**REQUIRED TASK:** Identify each line of the records containing the word "wheel", and copy those lines. Case counts.
▼
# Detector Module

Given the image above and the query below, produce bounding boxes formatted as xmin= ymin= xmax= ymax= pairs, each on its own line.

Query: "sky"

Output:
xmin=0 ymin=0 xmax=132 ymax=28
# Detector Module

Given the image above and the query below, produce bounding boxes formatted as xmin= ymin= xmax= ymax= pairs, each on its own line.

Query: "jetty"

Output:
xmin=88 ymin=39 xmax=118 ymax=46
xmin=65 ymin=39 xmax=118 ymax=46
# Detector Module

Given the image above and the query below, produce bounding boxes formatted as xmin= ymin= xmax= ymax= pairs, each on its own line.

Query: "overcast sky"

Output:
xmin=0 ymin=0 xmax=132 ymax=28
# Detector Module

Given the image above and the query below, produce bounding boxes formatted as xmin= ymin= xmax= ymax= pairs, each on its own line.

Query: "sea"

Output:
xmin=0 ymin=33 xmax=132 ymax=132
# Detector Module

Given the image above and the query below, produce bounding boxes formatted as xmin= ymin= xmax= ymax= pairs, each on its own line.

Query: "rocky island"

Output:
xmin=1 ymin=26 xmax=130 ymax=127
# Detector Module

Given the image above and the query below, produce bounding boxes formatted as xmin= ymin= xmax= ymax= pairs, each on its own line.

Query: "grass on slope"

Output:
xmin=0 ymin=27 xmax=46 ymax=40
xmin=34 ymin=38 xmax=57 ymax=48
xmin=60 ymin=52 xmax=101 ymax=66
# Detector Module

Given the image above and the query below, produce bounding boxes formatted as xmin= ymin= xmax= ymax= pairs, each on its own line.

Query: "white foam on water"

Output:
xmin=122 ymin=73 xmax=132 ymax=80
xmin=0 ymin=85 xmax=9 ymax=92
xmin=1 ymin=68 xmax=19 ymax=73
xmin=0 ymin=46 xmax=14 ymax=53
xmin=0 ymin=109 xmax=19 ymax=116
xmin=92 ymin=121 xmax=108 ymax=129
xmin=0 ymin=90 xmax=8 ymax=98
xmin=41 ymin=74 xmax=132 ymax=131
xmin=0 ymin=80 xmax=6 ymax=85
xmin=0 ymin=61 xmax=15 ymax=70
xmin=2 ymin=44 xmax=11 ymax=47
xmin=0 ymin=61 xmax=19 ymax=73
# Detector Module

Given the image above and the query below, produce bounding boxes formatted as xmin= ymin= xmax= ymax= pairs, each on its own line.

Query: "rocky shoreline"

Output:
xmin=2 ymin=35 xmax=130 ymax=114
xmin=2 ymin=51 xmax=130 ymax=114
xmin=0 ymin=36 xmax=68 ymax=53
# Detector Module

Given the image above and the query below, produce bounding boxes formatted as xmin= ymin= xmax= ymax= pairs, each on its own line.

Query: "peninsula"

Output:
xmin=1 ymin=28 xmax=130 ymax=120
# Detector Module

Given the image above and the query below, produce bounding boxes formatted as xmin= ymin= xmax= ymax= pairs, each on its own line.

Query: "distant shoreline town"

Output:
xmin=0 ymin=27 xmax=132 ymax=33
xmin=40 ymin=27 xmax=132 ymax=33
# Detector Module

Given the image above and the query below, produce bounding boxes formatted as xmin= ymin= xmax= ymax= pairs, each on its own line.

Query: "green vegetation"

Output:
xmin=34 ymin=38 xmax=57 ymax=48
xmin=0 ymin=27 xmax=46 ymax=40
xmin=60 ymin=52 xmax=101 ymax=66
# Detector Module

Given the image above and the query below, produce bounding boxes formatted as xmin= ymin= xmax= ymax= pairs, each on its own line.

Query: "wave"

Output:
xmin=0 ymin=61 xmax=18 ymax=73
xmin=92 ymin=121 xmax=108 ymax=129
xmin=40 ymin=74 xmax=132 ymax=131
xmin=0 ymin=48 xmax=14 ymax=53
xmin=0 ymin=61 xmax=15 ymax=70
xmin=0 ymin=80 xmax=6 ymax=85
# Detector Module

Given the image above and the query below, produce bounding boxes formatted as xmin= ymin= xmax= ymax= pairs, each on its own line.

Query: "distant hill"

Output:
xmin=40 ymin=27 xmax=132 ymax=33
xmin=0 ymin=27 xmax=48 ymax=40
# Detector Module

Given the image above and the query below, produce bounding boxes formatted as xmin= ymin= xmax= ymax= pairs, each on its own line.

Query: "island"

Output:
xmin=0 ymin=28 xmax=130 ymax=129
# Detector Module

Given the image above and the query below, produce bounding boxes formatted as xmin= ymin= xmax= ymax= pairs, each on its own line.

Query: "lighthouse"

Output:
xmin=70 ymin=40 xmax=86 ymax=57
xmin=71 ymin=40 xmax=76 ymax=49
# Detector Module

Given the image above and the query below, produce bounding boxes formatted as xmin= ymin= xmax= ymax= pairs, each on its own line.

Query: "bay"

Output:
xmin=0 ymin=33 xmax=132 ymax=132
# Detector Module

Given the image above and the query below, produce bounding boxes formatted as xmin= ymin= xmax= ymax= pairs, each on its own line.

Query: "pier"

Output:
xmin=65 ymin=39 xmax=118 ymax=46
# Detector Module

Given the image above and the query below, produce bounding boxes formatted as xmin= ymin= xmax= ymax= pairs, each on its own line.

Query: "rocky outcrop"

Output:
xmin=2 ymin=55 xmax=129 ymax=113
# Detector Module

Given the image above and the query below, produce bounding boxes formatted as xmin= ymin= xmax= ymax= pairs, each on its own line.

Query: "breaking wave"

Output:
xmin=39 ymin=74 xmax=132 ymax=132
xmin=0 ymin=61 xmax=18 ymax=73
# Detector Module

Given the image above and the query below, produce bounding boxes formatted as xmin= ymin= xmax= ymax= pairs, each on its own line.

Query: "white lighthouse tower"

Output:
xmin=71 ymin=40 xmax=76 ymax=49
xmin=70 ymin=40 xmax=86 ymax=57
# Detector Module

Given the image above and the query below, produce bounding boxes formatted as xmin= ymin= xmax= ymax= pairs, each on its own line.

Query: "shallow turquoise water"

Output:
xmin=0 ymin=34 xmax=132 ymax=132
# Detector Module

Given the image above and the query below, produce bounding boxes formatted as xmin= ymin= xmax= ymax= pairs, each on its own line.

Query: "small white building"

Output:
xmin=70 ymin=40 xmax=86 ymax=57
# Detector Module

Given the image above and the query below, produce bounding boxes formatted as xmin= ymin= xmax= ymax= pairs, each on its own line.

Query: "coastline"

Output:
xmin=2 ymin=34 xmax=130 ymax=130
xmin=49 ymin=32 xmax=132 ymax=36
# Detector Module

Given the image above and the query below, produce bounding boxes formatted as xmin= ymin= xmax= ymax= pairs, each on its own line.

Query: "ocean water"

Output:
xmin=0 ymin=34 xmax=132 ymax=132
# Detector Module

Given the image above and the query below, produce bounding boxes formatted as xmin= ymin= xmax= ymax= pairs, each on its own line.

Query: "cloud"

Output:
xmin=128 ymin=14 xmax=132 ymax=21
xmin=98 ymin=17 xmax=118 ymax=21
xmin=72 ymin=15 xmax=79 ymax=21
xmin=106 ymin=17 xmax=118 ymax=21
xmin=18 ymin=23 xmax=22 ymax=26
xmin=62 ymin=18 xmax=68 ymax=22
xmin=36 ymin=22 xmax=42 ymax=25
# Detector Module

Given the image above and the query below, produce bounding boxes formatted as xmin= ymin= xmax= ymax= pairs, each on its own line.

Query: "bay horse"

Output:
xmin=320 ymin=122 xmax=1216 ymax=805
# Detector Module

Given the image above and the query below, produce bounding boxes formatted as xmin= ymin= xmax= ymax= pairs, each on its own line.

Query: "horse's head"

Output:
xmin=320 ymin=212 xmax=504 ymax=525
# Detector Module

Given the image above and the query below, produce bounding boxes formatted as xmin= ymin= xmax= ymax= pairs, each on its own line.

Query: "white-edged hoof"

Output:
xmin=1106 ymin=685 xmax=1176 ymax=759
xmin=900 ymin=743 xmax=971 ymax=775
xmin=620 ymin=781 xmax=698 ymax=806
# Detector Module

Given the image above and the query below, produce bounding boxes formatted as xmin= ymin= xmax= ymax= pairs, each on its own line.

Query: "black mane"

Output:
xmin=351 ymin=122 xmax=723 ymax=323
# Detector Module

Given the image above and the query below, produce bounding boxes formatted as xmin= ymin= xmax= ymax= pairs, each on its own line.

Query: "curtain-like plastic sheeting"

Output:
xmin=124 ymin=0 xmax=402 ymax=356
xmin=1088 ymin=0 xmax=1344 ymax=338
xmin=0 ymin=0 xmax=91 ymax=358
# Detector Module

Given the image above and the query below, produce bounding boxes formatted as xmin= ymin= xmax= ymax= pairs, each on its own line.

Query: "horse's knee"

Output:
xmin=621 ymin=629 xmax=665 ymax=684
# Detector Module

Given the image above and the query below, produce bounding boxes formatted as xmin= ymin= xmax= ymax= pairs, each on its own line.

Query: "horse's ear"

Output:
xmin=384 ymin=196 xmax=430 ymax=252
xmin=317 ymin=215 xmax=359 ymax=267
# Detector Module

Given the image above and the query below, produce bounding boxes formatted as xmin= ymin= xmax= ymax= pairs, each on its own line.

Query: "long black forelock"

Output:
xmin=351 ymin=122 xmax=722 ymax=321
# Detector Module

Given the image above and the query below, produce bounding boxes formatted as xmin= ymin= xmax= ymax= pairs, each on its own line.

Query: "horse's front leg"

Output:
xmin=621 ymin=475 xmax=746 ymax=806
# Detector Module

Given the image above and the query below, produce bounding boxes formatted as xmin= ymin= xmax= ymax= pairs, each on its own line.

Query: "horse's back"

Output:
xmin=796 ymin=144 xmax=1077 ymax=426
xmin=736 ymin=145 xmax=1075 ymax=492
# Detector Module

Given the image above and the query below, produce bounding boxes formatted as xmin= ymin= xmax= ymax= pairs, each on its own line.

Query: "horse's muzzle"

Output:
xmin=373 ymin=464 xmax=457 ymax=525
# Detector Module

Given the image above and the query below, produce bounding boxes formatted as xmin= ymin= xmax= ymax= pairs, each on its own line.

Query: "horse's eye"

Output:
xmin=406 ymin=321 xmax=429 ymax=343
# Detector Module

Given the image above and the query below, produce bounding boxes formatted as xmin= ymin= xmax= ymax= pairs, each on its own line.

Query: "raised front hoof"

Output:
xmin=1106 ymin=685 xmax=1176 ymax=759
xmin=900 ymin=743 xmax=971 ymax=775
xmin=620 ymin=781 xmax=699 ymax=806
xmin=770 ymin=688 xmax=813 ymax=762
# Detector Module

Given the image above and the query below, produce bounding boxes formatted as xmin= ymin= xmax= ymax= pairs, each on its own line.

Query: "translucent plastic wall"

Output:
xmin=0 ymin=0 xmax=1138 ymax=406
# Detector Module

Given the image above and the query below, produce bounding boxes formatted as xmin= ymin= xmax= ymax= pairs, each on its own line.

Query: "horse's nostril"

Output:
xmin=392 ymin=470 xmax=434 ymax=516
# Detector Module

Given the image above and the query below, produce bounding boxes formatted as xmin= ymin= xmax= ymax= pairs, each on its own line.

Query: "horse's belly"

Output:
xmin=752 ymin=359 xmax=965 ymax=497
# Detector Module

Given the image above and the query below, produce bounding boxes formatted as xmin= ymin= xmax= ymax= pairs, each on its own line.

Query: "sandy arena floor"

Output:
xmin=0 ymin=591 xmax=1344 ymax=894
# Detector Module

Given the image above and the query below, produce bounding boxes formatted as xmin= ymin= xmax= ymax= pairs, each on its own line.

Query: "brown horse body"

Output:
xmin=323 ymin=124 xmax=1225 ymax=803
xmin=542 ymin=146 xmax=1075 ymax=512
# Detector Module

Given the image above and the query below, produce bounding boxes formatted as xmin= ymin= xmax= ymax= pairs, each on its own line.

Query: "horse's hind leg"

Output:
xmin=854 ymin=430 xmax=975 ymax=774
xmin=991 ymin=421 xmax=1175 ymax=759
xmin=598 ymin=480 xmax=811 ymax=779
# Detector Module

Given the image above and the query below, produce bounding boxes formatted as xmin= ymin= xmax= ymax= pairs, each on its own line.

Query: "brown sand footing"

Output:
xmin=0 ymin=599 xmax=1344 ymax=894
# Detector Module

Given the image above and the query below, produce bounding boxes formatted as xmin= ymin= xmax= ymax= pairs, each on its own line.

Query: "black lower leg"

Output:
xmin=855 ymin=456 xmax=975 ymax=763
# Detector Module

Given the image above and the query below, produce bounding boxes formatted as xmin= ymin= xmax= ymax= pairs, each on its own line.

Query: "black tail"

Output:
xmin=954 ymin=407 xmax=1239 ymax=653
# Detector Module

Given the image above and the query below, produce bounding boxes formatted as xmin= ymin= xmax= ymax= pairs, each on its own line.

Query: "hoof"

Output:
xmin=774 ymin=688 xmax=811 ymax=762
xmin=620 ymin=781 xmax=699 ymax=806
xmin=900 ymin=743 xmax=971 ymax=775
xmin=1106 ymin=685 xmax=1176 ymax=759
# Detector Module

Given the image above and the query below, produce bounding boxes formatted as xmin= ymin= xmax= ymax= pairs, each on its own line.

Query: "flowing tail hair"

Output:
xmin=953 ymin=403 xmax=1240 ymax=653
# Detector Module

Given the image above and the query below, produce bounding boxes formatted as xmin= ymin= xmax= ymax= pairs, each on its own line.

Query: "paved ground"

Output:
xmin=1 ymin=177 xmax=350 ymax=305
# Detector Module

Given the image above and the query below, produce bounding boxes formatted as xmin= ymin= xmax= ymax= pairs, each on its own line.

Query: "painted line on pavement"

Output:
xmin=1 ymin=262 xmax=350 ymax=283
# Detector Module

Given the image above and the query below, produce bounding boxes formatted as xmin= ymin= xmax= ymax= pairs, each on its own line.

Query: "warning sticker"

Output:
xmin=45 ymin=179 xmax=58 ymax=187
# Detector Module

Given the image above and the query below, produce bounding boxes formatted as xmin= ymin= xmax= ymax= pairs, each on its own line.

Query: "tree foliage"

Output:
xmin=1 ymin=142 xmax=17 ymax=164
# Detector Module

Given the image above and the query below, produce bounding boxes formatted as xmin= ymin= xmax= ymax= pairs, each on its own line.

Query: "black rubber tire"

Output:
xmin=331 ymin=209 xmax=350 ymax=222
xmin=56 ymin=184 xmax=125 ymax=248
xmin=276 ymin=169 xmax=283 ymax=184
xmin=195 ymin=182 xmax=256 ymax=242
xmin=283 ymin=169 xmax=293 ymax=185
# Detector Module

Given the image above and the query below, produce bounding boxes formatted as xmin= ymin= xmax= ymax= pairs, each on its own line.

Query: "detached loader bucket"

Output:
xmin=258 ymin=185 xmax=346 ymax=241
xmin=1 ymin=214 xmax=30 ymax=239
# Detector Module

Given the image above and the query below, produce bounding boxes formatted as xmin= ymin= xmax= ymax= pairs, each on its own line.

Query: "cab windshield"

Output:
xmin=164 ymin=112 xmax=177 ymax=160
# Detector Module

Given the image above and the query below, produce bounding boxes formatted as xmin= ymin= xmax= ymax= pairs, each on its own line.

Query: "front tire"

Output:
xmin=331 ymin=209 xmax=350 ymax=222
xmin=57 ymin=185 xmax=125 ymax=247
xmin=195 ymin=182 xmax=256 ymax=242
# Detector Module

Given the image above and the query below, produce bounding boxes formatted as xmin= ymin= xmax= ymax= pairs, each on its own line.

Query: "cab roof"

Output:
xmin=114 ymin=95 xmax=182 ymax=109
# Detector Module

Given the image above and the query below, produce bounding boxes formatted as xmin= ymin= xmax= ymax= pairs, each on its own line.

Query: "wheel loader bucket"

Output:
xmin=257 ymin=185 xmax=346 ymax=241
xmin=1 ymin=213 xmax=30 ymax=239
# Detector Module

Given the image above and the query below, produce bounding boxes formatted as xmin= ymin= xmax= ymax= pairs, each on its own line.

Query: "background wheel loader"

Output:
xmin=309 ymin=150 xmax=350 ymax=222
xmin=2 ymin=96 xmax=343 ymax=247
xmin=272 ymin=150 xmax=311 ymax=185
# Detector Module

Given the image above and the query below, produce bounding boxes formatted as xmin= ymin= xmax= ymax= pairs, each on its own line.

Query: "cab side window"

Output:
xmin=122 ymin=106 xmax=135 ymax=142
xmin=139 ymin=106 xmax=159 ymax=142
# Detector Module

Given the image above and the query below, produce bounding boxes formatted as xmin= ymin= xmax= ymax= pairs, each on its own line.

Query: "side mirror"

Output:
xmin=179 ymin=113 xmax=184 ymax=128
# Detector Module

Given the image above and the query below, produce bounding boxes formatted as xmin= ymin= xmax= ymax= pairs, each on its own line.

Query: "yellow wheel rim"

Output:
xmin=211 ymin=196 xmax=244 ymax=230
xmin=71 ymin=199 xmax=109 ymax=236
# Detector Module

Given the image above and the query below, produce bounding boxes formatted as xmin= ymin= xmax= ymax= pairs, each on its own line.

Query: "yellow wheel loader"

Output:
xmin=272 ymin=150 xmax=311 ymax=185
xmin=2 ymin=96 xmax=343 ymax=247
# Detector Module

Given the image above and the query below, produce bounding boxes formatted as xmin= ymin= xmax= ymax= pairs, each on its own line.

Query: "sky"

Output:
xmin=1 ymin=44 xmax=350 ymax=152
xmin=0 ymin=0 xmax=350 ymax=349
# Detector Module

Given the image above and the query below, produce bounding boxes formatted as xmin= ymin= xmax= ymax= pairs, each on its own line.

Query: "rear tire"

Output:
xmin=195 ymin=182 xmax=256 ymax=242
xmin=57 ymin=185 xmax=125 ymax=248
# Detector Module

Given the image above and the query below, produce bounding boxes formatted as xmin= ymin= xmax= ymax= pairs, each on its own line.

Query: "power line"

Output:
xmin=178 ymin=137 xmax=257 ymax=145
▲
**WRITTEN SOLUTION:**
Query: "wheel loader bucket"
Query: "background wheel loader"
Query: "yellow wheel rim"
Query: "yellow wheel loader"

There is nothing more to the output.